§ **GIVEN REQUEST**
How many of the lines below contain the string "slope", with case counting? Reply with the number alone.

Dataset entries:
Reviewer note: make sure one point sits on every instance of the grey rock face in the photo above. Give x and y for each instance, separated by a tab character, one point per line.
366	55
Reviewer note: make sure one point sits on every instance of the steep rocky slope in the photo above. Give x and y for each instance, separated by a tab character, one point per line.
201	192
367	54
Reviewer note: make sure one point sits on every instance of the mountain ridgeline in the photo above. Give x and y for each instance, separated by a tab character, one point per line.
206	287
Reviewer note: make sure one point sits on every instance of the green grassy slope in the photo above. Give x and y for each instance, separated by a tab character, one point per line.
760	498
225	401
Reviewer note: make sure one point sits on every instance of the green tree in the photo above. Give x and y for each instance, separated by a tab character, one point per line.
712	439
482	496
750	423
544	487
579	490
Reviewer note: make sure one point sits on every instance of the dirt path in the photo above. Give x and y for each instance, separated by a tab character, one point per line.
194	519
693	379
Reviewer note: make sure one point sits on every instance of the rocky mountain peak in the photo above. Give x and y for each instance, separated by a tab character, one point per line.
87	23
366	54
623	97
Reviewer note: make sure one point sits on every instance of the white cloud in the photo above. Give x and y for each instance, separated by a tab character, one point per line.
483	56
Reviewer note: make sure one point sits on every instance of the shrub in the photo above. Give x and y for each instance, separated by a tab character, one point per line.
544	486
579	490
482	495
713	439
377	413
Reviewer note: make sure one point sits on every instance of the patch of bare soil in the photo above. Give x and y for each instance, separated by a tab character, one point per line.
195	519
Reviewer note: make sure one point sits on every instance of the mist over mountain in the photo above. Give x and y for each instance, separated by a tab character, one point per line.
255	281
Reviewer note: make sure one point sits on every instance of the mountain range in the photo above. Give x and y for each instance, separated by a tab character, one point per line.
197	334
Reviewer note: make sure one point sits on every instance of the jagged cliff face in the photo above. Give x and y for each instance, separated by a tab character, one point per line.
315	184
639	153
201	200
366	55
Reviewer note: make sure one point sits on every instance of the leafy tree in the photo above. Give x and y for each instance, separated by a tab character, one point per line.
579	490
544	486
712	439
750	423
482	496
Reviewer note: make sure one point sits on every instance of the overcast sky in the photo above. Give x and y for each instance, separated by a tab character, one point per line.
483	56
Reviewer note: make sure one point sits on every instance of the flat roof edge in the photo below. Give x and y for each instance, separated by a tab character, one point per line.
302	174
* * *
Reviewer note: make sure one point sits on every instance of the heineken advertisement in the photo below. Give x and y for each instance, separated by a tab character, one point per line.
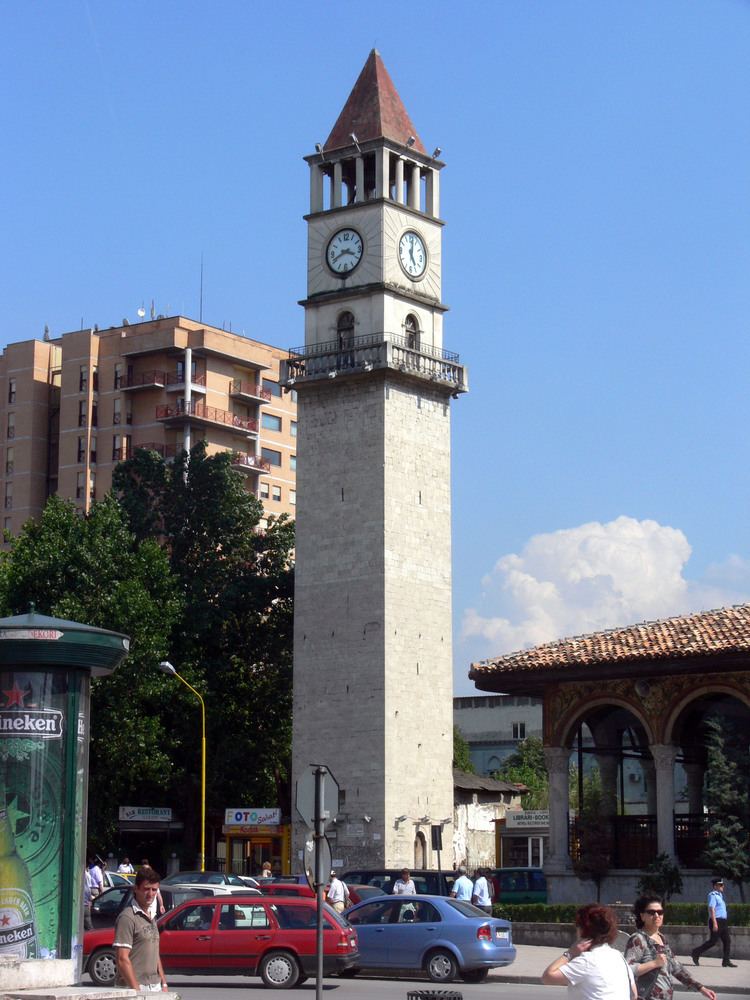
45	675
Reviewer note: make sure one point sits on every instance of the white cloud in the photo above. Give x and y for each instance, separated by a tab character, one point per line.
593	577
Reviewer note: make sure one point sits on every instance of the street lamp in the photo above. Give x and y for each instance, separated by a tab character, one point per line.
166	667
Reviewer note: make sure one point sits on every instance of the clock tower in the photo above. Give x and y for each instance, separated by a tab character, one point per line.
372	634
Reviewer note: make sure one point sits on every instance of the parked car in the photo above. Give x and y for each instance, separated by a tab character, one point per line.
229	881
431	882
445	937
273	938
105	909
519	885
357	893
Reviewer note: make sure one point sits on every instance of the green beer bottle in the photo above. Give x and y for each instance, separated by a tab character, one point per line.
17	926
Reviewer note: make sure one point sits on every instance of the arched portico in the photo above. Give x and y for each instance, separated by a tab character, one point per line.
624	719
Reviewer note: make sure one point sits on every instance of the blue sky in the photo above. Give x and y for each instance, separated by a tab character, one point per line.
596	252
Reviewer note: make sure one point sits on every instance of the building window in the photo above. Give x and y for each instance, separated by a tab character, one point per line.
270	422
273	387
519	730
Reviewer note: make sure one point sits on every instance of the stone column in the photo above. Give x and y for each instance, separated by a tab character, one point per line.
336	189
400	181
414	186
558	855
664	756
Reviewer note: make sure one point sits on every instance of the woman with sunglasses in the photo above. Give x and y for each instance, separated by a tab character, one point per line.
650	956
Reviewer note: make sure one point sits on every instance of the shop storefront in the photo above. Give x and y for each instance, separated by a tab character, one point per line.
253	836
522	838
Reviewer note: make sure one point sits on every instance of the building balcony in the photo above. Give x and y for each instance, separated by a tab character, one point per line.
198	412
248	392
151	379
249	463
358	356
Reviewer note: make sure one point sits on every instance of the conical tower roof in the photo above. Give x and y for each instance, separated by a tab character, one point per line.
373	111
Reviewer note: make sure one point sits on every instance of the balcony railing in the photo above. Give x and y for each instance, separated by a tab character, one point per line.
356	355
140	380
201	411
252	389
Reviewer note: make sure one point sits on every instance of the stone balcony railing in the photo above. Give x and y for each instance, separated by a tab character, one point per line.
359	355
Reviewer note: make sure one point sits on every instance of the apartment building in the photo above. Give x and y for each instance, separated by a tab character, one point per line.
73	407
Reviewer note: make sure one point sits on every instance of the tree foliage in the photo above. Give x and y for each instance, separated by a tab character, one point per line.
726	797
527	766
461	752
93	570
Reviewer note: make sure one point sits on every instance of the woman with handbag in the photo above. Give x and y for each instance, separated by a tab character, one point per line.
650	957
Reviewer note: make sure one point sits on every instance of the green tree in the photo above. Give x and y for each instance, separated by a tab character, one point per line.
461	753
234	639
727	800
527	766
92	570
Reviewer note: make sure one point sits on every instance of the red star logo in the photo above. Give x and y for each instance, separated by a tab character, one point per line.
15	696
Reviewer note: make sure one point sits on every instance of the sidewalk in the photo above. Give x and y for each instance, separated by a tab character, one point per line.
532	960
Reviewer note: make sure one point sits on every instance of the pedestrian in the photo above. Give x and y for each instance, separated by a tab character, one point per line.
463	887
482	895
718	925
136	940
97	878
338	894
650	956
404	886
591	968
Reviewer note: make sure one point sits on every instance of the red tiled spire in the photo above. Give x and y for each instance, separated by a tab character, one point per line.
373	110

§ **WRITTEN SOLUTION**
2